**CONSIGNES**
1. Pour chacune des affirmations (a), (b) et (c), indiquez par oui ou par non si elle concorde avec le texte fourni, et citez textuellement les mots qui tranchent. (a) Les romans y sont comparés à des étoiles. (b) Brittany a touché la personne qui écrit moins qu'elle ne voulait l'admettre au départ. (c) Brittany y est rangé dans ce que l'on nomme communément Littérature.
2. Répondez brièvement à ces questions d'après le texte fourni.
(a) Qui est l'auteure de Brittany ?
(b) Quelle durée de lecture est annoncée ?
(c) Quel mot est associé à « Touchant » dans la dernière ligne ?

**TEXTE FOURNI**
• • • • •

Brittany, Larissa Behrendt
- loudebergh
- il y a 7 jours
- 3 min de lecture

Les romans sont des étoiles.
Ou des cailloux, c’est selon.
Ils sont joyaux, perles, graines et sont vivants.
Ils sont flammes, clés de voûte, réceptacle.
Ils sont ce que nous voulons qu’ils soient et tout l’inverse aussi : ce que nous recherchons parfois, ce que nous fuyons aussi et ce que jamais nous ne leur donnerons.
Ils sont de véritables trésors
tachons de ne pas l'oublier.
Brittany de Larissa Behrendt m’a touchée plus que je n’ai bien voulu l’admettre de prime abord. Il ne répond pas de ce que l’on nomme communément Littérature en ce qu’il fleure bon ce que d’aucuns nomment « bons sentiments » et fourmille de tournures qui souvent m’ont hérissé le poil.
Et pourtant.
Je l’ai trouvé magnifiquement juste. Simple. Droit. Bon.
Honnête et sensible.
Touchant et vrai.

• • • • •

**DONNÉES AFFICHÉES**
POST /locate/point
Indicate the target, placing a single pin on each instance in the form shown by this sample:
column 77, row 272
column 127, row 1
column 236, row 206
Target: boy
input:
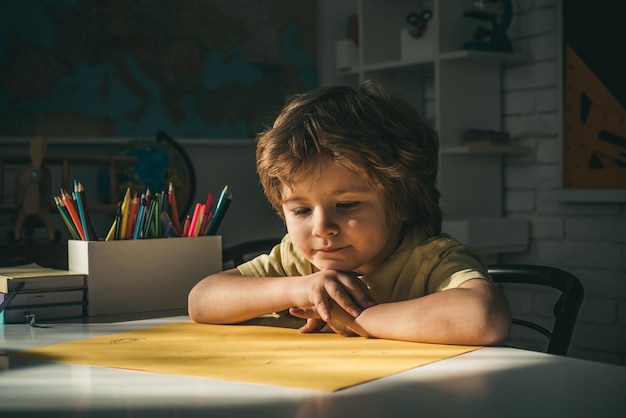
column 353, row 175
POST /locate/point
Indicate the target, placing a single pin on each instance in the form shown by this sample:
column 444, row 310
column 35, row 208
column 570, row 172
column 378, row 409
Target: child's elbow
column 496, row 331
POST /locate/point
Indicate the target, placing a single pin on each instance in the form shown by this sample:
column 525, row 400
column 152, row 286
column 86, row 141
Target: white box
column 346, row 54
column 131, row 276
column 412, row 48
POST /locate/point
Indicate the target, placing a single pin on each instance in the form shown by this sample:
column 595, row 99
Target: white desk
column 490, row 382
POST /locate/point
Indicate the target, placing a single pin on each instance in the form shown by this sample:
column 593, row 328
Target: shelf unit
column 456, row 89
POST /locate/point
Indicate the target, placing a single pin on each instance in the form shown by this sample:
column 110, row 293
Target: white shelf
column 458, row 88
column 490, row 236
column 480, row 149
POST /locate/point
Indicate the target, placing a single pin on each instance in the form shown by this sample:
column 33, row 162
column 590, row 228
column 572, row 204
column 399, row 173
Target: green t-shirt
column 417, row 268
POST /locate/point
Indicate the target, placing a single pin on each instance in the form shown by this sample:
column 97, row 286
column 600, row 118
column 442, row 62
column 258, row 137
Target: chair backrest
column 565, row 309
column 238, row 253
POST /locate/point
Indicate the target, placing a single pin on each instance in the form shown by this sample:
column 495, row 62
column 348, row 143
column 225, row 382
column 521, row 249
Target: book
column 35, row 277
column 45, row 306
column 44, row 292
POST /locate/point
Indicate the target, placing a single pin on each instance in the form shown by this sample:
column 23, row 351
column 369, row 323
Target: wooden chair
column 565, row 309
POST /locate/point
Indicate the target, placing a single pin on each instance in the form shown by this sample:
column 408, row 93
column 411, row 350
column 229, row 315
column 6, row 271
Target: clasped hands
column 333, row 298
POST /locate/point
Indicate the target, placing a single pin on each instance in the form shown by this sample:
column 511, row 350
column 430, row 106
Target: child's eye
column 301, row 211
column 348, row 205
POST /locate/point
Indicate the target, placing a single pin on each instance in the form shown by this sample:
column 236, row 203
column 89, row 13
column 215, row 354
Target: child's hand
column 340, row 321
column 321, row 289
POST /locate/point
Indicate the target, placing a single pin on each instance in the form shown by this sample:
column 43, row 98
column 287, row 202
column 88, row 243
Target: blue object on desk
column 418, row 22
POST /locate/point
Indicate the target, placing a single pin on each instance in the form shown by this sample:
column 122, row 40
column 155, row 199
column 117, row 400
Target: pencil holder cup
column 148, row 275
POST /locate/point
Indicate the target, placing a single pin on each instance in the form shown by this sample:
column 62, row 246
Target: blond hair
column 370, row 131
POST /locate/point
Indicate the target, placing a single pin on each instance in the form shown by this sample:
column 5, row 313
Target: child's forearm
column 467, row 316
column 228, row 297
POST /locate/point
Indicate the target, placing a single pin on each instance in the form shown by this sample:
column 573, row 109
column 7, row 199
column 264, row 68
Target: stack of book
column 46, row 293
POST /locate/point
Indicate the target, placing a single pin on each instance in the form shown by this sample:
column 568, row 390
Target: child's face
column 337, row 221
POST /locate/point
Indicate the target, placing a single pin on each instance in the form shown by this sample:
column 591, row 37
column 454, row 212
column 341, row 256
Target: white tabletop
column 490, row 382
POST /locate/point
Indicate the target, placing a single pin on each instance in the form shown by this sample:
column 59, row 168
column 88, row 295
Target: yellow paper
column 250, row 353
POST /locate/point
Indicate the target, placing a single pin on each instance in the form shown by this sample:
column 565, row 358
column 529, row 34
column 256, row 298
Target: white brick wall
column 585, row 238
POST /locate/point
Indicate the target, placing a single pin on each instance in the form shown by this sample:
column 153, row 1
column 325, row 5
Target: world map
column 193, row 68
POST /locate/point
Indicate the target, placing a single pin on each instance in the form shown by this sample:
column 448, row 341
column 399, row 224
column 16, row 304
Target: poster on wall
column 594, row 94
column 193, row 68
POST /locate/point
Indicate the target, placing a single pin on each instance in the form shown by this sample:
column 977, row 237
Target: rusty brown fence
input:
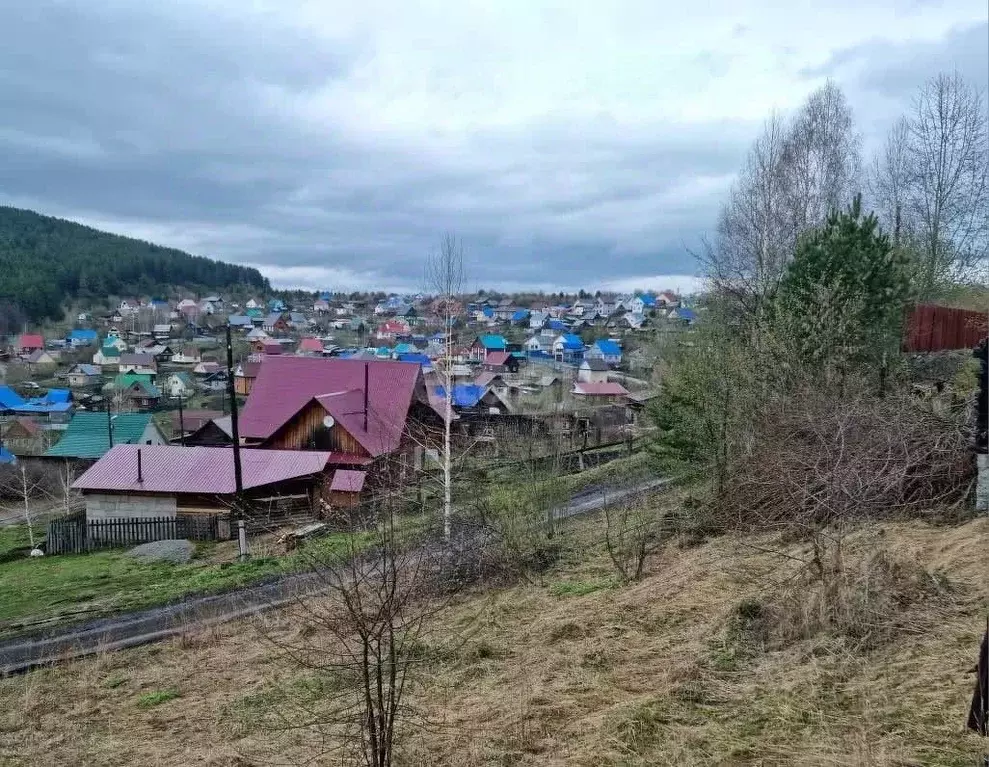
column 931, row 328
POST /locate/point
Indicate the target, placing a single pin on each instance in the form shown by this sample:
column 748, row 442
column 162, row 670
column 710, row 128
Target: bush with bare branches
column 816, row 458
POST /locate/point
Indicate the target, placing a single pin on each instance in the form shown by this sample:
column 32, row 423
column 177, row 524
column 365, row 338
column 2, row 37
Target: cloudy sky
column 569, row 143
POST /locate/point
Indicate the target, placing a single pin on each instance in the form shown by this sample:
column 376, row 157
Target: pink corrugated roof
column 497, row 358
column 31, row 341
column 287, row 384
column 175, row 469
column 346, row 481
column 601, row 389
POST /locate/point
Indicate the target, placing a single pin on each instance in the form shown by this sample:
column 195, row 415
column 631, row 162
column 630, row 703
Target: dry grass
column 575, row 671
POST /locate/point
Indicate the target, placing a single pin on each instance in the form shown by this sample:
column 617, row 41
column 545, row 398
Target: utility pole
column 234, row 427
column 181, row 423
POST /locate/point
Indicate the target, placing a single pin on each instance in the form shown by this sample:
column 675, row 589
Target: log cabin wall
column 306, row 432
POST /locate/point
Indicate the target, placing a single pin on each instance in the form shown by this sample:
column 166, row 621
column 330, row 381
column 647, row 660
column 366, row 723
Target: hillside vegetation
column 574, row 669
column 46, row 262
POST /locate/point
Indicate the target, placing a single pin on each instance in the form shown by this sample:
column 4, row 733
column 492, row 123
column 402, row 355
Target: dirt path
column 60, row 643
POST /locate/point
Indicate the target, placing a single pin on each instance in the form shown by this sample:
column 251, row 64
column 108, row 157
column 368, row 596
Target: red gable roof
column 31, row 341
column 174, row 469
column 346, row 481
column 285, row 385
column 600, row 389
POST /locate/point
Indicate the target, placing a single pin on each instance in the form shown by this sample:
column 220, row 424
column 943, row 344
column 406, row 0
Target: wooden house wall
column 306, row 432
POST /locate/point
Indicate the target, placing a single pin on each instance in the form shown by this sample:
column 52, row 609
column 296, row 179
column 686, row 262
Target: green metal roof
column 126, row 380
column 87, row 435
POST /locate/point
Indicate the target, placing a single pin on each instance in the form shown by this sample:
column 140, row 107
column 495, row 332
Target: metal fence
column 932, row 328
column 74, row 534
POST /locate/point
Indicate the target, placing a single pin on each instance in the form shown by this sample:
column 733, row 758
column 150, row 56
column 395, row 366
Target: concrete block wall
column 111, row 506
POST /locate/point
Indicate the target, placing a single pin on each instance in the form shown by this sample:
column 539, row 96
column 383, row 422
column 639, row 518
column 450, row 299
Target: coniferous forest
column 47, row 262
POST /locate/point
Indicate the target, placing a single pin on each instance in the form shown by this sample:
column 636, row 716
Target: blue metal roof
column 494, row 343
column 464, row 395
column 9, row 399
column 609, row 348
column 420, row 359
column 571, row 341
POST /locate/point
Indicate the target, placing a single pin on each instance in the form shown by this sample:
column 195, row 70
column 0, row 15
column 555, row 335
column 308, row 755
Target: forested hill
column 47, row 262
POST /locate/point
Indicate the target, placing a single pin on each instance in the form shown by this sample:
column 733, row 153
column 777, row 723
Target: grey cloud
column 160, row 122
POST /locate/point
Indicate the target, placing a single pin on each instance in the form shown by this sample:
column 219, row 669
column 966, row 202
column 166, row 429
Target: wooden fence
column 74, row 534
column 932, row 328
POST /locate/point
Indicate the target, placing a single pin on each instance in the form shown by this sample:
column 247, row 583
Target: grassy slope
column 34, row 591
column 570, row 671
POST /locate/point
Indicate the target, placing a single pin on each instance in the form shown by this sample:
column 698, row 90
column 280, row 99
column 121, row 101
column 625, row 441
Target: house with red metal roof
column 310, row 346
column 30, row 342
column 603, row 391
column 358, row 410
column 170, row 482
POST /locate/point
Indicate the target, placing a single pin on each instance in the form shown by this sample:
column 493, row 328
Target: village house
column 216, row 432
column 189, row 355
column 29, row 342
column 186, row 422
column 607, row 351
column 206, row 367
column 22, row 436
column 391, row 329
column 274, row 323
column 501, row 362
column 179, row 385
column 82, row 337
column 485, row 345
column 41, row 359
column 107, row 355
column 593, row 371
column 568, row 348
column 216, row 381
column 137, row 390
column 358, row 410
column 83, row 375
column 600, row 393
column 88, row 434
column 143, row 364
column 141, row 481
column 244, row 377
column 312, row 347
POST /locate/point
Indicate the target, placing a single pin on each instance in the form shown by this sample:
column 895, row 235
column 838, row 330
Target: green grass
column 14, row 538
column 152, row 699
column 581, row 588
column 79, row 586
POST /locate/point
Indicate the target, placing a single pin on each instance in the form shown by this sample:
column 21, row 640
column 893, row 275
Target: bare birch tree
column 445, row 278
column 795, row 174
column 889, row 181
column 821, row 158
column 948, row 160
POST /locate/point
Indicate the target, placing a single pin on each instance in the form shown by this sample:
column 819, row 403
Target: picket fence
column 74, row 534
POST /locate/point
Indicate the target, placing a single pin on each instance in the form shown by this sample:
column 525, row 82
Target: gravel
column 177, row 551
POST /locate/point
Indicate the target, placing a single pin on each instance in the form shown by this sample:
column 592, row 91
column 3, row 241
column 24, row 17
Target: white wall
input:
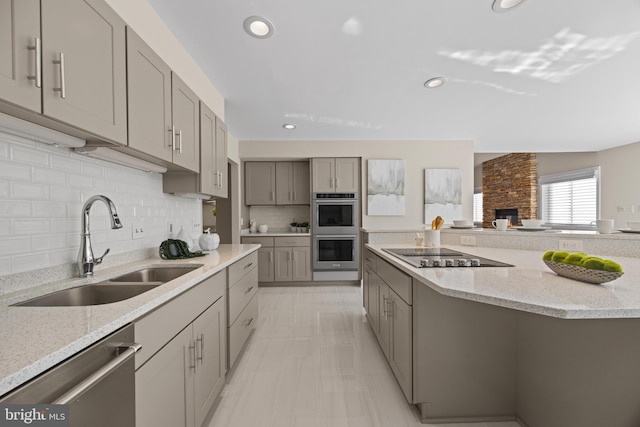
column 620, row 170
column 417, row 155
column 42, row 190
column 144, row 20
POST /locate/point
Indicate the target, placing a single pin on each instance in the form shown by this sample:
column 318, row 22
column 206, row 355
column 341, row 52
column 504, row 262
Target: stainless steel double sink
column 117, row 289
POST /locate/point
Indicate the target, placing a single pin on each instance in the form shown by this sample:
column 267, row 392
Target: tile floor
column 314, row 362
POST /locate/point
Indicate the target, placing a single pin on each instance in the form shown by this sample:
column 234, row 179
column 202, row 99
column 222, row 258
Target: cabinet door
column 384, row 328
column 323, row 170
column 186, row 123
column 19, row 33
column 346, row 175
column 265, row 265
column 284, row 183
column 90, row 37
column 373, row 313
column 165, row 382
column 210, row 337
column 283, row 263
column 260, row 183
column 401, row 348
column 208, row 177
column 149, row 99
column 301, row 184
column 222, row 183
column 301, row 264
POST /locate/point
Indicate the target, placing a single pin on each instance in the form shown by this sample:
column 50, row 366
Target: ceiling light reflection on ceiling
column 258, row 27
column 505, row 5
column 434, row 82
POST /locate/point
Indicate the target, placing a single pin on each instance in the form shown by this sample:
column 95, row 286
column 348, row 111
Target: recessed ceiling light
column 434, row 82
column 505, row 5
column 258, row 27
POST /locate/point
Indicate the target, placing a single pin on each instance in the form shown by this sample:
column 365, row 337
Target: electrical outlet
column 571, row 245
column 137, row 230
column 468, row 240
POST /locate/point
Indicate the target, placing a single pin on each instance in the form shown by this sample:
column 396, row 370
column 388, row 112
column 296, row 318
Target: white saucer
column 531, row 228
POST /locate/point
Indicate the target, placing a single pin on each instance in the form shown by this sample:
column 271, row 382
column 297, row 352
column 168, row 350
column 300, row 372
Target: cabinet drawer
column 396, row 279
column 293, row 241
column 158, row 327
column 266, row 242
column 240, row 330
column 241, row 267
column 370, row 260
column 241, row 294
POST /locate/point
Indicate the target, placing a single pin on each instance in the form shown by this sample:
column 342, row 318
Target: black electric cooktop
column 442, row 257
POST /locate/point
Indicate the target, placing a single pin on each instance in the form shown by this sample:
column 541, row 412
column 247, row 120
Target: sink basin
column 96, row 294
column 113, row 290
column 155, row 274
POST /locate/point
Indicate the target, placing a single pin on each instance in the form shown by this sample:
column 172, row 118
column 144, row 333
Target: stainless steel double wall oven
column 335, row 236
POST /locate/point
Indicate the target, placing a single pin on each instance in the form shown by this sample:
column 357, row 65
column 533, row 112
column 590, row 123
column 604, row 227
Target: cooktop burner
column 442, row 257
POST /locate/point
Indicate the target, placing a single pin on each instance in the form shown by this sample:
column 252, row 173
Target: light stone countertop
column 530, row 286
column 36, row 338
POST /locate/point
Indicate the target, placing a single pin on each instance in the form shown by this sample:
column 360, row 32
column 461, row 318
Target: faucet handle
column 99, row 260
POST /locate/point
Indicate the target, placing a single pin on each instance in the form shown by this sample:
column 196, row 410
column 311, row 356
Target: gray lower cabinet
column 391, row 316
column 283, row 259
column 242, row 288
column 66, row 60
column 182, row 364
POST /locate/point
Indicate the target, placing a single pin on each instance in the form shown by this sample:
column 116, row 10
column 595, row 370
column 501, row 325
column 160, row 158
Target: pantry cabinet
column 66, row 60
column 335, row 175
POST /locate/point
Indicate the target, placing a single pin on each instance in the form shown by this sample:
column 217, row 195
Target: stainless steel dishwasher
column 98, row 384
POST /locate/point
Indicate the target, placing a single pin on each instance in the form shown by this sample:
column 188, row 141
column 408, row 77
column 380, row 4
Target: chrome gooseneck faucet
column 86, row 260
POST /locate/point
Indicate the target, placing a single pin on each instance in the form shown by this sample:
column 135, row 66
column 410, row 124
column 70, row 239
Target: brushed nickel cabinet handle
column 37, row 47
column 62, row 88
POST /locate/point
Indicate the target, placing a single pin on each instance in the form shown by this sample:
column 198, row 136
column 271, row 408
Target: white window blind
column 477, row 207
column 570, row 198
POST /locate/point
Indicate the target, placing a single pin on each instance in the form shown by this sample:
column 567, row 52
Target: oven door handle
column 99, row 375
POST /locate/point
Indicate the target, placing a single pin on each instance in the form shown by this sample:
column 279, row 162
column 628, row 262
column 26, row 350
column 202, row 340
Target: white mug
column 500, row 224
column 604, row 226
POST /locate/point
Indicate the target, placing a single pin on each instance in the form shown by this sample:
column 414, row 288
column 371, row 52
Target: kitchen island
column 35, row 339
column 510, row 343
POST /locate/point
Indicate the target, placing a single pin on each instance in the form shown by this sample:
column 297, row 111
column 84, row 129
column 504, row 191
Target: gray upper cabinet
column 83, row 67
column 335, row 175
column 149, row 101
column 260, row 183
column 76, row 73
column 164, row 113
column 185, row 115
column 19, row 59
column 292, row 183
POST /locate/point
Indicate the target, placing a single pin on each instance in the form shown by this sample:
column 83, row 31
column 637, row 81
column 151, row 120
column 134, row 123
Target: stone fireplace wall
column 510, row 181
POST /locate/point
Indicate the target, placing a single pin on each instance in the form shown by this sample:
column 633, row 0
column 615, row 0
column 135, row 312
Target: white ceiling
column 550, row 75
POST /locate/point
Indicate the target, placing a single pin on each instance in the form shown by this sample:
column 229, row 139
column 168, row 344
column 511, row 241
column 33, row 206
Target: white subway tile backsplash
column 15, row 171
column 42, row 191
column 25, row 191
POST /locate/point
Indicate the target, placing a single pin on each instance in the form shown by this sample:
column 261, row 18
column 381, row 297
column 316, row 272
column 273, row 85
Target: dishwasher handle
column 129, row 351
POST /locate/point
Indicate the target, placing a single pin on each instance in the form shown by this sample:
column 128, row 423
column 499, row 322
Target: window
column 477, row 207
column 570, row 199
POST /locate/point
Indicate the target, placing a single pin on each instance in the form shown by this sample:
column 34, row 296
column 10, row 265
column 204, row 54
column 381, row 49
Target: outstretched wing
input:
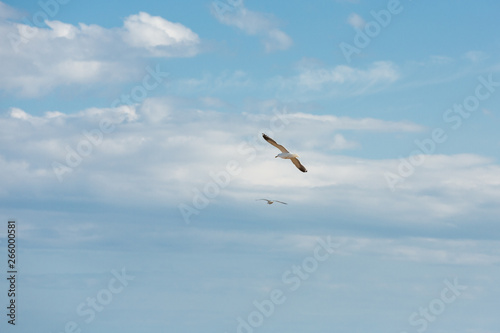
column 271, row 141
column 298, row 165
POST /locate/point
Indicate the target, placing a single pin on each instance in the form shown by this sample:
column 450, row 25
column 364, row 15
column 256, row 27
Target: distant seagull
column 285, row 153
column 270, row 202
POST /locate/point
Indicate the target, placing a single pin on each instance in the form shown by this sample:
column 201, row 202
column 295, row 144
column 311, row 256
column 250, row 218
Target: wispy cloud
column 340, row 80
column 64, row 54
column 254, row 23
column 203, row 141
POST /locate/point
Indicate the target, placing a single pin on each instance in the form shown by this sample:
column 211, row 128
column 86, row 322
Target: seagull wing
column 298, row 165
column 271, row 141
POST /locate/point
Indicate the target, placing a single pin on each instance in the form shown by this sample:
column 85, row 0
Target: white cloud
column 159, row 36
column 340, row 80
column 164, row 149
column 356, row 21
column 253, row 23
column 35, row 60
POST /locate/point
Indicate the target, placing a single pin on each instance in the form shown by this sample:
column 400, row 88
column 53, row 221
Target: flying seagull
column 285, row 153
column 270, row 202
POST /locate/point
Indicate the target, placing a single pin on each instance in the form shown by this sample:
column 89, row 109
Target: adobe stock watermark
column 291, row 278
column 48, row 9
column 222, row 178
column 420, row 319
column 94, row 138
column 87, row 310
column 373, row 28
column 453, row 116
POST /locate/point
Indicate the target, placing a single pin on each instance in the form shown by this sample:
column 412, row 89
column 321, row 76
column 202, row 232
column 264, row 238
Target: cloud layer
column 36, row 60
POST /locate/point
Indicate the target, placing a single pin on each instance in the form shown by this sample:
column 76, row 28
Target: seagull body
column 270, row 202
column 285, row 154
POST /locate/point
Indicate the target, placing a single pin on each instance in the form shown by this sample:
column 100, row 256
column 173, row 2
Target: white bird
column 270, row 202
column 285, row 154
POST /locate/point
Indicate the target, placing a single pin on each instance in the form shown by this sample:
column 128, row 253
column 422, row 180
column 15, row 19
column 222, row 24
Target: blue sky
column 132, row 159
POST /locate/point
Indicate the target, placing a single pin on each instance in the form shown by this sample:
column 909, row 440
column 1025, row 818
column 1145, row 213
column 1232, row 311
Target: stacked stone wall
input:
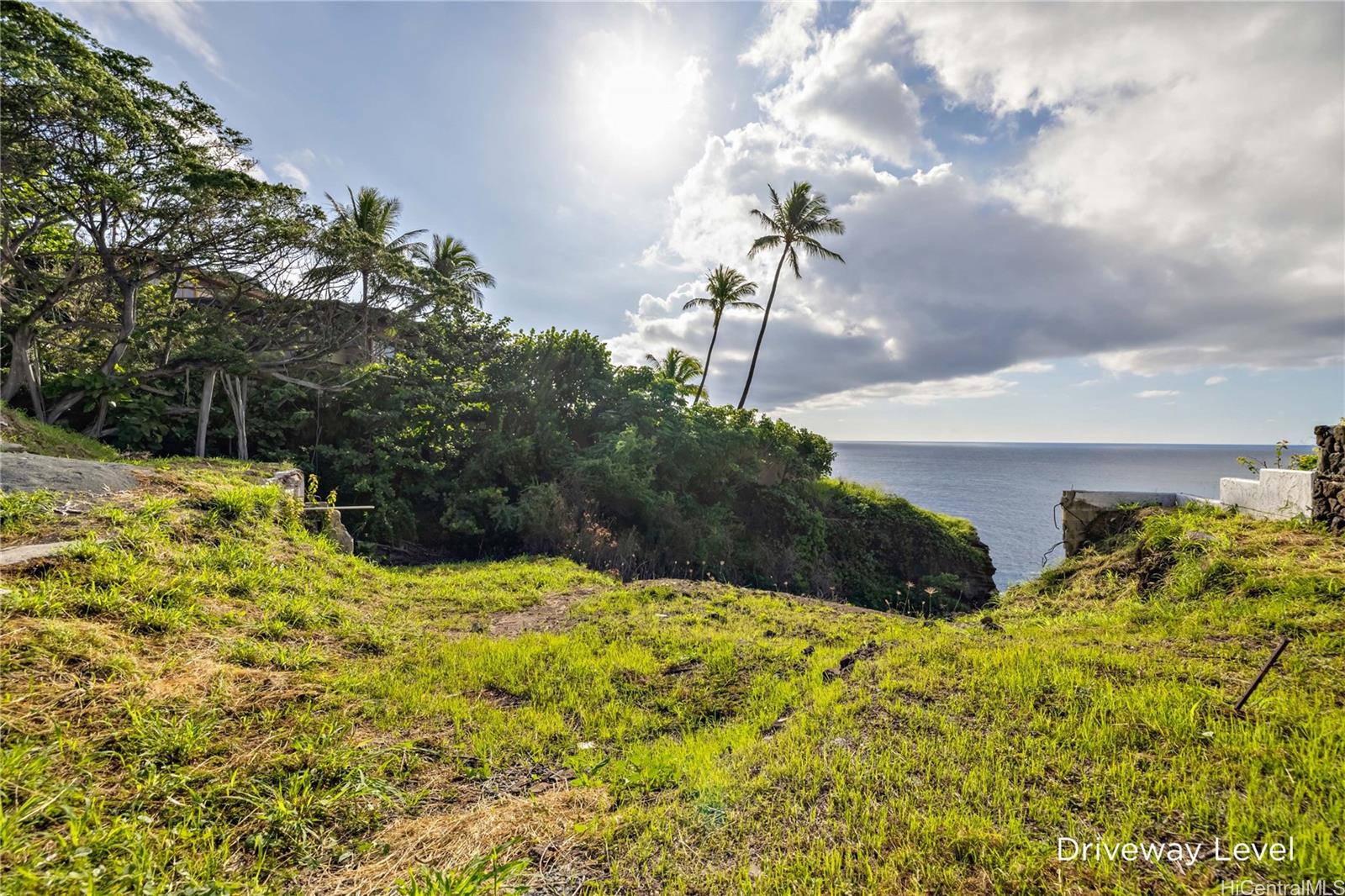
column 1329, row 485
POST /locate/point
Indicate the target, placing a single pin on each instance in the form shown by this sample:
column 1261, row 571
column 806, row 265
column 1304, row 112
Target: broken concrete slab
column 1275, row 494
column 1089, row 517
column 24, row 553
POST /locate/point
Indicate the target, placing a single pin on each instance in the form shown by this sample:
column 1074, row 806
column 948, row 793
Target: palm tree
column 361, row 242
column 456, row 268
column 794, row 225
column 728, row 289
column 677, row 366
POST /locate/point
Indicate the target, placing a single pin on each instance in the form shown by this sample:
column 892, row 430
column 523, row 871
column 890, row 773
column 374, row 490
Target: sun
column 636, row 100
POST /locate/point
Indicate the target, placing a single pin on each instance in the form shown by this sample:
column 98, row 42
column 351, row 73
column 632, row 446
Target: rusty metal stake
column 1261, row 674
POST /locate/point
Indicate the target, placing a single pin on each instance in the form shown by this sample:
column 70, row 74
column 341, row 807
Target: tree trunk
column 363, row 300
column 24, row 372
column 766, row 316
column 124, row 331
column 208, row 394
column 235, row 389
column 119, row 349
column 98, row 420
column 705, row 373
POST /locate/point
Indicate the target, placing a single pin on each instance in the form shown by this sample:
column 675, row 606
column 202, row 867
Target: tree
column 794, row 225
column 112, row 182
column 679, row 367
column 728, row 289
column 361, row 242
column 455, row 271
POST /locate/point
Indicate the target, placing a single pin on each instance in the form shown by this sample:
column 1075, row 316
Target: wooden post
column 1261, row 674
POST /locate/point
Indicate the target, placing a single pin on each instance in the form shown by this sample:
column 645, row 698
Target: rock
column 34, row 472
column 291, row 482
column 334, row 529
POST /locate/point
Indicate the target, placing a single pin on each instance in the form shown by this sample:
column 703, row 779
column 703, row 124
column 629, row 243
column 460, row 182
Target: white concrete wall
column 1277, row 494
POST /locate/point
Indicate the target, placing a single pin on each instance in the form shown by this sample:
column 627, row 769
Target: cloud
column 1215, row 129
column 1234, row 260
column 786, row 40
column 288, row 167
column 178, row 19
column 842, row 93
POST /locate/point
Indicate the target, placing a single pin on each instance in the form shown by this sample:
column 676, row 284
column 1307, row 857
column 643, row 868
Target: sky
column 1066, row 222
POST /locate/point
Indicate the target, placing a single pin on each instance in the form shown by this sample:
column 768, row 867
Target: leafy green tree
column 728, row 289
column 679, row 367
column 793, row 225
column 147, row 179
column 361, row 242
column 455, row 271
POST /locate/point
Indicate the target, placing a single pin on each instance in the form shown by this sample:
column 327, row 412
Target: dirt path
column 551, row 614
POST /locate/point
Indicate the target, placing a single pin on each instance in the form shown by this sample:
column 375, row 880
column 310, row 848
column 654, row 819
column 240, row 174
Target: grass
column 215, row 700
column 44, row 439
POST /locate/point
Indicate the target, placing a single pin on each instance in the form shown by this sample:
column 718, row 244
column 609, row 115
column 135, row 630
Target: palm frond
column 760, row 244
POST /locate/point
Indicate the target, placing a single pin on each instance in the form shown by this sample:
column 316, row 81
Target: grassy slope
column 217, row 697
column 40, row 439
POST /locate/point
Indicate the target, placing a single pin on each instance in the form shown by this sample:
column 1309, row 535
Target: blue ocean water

• • • • •

**CORRIGÉ DE L'EXERCICE**
1.
(a) Oui : « Les romans sont des étoiles. »
(b) Non : « m’a touchée plus que je n’ai bien voulu l’admettre de prime abord »
(c) Non : « Il ne répond pas de ce que l’on nomme communément Littérature »

2.
(a) Larissa Behrendt
(b) 3 min
(c) vrai